» REQUIRED TASK:
Copy out the rows below word for word.

(Excerpts from location labeling data)
━━━
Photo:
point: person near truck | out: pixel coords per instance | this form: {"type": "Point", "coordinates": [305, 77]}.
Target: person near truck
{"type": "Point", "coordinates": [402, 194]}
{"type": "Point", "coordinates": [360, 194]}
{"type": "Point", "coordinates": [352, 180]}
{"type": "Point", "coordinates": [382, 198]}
━━━
» TASK OUTPUT:
Photo:
point: person near truck | out: pixel coords per instance | this form: {"type": "Point", "coordinates": [305, 77]}.
Target: person near truck
{"type": "Point", "coordinates": [402, 194]}
{"type": "Point", "coordinates": [360, 194]}
{"type": "Point", "coordinates": [352, 180]}
{"type": "Point", "coordinates": [382, 198]}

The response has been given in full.